Jewish Museum Milwaukee will make Buchenwald scrip part of its permanent collection | Wisconsin Jewish Chronicle

Jewish Museum Milwaukee will make Buchenwald scrip part of its permanent collection 

 

Brian Mielke, 37, Milwaukee, has donated a Buchenwald concentration camp scrip – or stand-in for currency – to Jewish Museum Milwaukee.  

Brian has held the scrip, along with other historic currency and coins from his deceased grandfather’s collection, ever since his grandfather died in 2005. Brian’s grandfather, John Mielke, served as a sergeant during World War II and is believed to have “went through Buchenwald,” Brian said. 

“I found it back in January,” Brian said. “It’s literally been sitting in a box … pretty much since he got it.” 

John is believed to have served in the U.S. Army supply chain. His daughter’s hand-written note on the back of the Buchenwald scrip says it was obtained on May 4, 1945, at a “German concentration camp.” History tells us that U.S. soldiers first entered the camp three weeks earlier, on April 11.  

About Buchenwald 

The United States Memorial Holocaust Museum has a similar artifact. It describes that scrip as a “2 Reichsmark coupon issued at Buchenwald concentration camp in Germany.” 

Buchenwald opened near Weimar, Germany on July 19, 1937, and issued undated notes in 0.5, 1, 2, and 3mark denominations, according to the United States Memorial Holocaust Museum. The simply designed notes were printed on coarse paper. There were two types of coupons: canteen scrip and exchange scrip issued to members of outside labor brigades.

_Entries shown_.
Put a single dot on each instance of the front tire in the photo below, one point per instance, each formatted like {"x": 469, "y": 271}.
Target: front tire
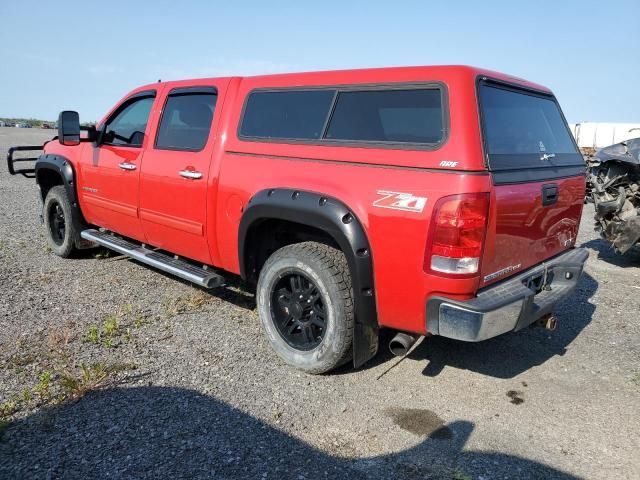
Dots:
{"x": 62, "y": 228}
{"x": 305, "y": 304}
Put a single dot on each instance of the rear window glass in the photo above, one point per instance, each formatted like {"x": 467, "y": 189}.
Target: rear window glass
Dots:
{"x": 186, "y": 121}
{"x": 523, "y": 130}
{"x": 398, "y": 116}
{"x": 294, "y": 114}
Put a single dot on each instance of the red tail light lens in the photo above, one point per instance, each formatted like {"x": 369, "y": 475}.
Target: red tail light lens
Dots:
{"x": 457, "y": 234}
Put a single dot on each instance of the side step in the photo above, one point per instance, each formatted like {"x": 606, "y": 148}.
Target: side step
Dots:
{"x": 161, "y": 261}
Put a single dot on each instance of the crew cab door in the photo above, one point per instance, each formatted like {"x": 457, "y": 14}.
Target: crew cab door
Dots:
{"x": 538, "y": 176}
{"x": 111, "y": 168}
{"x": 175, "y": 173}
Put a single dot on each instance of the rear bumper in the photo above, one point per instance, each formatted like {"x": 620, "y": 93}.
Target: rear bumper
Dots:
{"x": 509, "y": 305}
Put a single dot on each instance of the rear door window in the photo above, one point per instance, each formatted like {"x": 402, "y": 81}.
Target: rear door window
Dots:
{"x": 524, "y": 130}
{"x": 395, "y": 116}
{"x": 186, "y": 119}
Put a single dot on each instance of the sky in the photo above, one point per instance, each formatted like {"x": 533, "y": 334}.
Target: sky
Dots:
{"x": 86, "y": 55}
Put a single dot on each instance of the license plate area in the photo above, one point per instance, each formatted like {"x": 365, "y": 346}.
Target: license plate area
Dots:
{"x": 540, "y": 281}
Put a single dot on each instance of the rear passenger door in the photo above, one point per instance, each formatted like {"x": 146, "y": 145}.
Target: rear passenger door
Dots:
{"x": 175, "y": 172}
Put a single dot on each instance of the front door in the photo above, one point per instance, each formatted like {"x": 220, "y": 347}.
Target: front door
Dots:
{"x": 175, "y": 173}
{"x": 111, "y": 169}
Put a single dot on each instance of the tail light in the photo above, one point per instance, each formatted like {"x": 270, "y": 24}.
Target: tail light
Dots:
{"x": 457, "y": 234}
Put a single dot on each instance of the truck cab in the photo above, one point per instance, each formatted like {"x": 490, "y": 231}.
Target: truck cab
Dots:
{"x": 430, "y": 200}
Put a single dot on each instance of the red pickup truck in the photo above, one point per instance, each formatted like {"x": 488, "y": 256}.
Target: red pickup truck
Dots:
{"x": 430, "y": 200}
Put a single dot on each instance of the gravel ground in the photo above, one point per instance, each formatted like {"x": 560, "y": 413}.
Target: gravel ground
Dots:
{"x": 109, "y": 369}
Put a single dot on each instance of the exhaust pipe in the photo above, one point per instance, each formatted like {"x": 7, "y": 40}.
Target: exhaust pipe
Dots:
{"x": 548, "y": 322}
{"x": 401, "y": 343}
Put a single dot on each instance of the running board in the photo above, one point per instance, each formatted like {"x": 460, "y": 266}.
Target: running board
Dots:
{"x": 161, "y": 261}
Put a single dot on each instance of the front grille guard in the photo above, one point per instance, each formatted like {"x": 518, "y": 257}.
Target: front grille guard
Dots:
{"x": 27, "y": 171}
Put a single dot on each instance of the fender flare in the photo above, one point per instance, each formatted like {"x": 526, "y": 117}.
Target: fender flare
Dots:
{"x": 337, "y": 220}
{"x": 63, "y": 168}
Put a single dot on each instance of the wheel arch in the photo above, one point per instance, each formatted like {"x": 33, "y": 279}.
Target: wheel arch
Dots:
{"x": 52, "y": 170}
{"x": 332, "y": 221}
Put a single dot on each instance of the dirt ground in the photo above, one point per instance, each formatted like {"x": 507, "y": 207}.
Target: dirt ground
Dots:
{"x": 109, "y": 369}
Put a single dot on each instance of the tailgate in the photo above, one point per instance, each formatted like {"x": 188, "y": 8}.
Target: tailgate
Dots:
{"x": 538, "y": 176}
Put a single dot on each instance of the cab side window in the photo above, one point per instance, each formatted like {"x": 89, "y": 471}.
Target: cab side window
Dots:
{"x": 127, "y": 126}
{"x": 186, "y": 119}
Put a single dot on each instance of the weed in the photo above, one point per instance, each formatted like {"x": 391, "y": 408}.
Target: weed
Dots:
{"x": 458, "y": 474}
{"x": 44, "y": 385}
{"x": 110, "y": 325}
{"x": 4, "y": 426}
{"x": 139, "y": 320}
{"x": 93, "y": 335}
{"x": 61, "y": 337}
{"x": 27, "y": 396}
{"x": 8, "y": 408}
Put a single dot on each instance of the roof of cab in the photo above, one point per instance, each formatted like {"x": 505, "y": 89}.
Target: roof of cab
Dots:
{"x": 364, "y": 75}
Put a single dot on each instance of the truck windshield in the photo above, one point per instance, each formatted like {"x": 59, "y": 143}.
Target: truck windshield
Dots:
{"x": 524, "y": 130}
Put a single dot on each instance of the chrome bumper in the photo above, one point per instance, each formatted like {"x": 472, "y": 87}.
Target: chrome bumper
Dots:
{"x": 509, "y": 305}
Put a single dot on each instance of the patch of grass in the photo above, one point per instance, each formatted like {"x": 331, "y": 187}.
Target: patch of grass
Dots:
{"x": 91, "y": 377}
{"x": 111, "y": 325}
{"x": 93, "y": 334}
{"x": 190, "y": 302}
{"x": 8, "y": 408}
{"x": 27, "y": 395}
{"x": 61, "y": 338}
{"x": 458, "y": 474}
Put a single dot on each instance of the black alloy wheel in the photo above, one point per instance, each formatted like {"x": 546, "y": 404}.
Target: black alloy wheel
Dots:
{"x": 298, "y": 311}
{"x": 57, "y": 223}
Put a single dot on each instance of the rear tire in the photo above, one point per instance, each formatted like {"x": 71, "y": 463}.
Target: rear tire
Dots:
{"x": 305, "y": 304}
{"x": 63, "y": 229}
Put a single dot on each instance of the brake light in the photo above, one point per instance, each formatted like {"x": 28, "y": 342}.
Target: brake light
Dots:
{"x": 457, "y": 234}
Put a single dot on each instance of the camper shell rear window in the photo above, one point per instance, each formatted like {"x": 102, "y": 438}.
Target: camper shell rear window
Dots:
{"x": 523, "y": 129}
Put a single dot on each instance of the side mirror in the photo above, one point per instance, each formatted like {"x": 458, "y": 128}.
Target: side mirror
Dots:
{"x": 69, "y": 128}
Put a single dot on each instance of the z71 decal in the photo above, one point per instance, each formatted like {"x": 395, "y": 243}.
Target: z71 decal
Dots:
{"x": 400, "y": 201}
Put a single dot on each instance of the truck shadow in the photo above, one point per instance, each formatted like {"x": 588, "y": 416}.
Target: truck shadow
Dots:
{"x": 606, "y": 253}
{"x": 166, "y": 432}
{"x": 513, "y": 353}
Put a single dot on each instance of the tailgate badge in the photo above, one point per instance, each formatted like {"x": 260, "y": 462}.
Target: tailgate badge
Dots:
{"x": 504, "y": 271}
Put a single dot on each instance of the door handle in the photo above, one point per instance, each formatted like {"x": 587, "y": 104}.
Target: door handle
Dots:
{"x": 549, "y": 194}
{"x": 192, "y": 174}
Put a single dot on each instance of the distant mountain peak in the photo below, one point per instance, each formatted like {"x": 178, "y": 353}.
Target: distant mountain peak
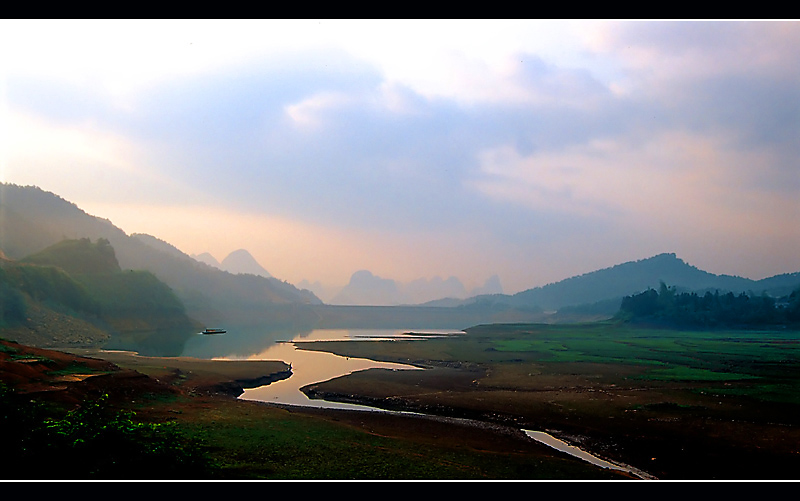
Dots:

_Your instructions_. Repeat the passage of the Buchenwald scrip article from "Buchenwald opened near" to "outside labor brigades.", word for word.

_Solution for this problem_.
Buchenwald opened near Weimar, Germany on July 19, 1937, and issued undated notes in 0.5, 1, 2, and 3mark denominations, according to the United States Memorial Holocaust Museum. The simply designed notes were printed on coarse paper. There were two types of coupons: canteen scrip and exchange scrip issued to members of outside labor brigades.